Exercise directions
Please render the lines as a JSON list of strings, one string per line and no blank lines, starting at the line that contains "Put a dot on each instance of the distant" and ending after the line that contains "column 341, row 113".

***** Extracted entries

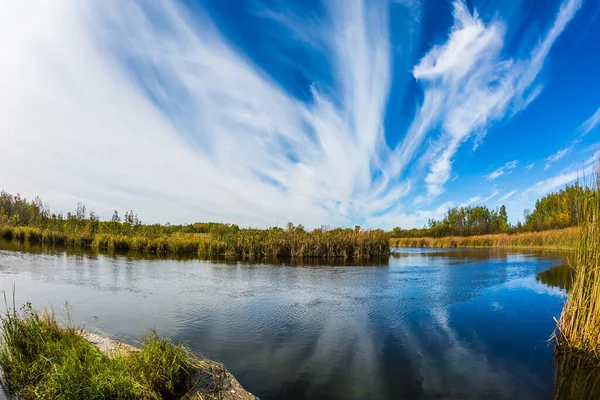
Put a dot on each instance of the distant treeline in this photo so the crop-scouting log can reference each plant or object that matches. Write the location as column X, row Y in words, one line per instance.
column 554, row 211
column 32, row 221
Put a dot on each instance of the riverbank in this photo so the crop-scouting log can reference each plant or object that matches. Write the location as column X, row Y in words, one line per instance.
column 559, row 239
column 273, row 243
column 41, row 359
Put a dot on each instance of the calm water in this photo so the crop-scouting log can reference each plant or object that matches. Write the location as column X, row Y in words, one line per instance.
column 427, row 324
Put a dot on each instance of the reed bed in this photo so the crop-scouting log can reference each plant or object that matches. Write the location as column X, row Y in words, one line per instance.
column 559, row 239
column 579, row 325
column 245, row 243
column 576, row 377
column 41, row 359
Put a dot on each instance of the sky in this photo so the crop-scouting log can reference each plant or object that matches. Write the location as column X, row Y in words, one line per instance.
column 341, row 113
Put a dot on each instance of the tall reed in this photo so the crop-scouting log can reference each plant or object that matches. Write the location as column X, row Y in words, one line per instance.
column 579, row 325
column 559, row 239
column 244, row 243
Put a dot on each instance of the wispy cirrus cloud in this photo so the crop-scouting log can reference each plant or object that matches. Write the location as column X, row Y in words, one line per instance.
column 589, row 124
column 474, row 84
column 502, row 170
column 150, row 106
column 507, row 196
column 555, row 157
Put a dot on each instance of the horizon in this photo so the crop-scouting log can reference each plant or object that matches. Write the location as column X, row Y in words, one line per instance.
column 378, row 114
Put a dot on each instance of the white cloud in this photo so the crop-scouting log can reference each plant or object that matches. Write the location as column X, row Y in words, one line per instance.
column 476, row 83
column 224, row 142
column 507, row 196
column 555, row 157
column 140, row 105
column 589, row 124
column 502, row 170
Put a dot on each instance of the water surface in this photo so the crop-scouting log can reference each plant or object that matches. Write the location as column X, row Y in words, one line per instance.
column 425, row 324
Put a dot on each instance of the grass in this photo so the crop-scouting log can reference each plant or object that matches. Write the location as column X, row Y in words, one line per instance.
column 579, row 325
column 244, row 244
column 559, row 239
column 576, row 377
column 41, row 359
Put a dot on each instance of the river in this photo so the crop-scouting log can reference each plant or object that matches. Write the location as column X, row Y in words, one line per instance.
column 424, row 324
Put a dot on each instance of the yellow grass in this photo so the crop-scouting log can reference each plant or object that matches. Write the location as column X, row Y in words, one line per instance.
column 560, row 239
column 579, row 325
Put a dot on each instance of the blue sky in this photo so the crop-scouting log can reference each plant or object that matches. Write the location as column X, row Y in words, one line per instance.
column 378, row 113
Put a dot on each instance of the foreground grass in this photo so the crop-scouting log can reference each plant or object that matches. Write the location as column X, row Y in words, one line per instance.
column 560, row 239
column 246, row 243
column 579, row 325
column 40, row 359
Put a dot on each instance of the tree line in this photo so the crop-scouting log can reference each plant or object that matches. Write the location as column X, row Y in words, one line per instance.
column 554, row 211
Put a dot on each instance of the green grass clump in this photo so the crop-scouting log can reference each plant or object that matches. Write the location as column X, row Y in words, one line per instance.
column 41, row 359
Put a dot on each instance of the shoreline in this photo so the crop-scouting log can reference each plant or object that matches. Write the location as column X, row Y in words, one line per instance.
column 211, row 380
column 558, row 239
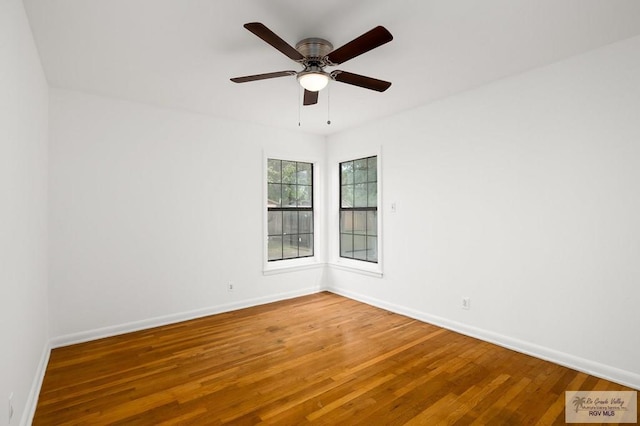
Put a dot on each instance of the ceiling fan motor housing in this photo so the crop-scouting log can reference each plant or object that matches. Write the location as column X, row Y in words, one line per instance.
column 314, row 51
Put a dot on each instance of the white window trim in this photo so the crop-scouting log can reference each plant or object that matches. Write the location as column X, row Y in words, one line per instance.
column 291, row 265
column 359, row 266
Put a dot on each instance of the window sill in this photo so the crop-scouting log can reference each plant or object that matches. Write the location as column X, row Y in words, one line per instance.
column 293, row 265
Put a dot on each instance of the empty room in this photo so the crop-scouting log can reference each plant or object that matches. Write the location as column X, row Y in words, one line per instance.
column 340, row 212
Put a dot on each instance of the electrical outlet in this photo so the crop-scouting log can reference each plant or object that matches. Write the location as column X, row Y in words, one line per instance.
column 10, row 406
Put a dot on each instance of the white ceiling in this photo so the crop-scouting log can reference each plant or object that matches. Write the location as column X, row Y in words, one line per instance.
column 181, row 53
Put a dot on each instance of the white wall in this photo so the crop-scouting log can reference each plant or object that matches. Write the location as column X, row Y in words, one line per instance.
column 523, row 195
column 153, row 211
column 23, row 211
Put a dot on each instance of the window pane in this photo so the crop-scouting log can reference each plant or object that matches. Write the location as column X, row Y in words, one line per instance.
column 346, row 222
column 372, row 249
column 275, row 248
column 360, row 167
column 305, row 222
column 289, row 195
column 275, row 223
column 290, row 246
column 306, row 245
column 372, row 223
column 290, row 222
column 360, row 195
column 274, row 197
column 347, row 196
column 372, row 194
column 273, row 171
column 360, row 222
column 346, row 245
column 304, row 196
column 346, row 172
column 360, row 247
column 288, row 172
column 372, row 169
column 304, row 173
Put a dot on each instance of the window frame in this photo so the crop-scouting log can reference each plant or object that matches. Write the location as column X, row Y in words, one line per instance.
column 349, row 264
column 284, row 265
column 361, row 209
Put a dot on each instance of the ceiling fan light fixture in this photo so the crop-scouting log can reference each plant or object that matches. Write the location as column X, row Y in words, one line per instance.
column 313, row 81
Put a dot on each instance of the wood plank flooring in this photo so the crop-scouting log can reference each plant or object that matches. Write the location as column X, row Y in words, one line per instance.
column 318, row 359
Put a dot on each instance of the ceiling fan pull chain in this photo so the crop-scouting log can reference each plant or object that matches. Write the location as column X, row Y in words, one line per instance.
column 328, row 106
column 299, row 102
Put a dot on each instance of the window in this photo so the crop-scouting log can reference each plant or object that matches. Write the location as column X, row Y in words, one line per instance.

**********
***** Extracted entries

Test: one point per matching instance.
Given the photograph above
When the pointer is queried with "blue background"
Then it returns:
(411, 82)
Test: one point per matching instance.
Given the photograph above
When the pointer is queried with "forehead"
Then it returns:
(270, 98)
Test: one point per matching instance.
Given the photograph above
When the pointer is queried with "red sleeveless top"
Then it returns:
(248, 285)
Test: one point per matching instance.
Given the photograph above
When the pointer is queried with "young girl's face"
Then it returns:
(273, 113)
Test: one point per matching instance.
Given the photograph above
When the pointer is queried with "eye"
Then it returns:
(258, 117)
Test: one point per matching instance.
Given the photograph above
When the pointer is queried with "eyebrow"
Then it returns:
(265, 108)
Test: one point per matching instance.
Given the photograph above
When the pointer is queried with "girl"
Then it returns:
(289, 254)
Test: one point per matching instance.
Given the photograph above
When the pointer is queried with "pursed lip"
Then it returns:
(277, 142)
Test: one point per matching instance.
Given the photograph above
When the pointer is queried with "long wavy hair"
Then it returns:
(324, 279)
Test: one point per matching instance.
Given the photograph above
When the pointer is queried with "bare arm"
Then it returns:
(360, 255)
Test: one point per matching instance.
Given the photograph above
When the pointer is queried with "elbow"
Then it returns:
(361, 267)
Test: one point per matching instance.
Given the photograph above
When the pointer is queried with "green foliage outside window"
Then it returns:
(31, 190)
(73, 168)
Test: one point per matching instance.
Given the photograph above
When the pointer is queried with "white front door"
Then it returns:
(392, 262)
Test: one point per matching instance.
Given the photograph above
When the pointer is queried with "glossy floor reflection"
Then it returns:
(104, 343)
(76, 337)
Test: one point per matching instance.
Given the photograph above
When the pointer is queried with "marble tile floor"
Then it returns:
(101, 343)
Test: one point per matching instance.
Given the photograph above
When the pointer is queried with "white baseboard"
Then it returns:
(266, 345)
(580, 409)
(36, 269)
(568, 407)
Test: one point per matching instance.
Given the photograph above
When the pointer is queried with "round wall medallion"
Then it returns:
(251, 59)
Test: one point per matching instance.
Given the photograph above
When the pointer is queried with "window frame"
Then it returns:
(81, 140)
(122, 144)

**********

Solution to the exercise
[
  "Put a dot on each instance of the distant treeline in this photo so the crop-scouting log can reference each plant or object that matches. Write the location as column X, row Y in words, one line per instance.",
  "column 554, row 211",
  "column 32, row 221",
  "Put a dot on each instance of the riverbank in this photo so the crop-scouting log can reference each plant or object that matches. Write the location as column X, row Y in words, one line per instance.",
  "column 559, row 239",
  "column 273, row 243",
  "column 41, row 359",
  "Put a dot on each instance of the calm water in this photo so the crop-scouting log can reference each plant or object that matches. Write the location as column X, row Y in words, one line per instance.",
  "column 427, row 324",
  "Put a dot on each instance of the reed bed in this photo so the crop-scouting log can reference each plant or object that matches. Write the location as column X, row Y in words, one line per instance.",
  "column 559, row 239",
  "column 579, row 325",
  "column 245, row 243",
  "column 576, row 377",
  "column 41, row 359",
  "Put a dot on each instance of the sky in this photo so the crop-scouting log can reference each plant or object that matches. Write the location as column X, row Y in words, one line per instance.",
  "column 341, row 113"
]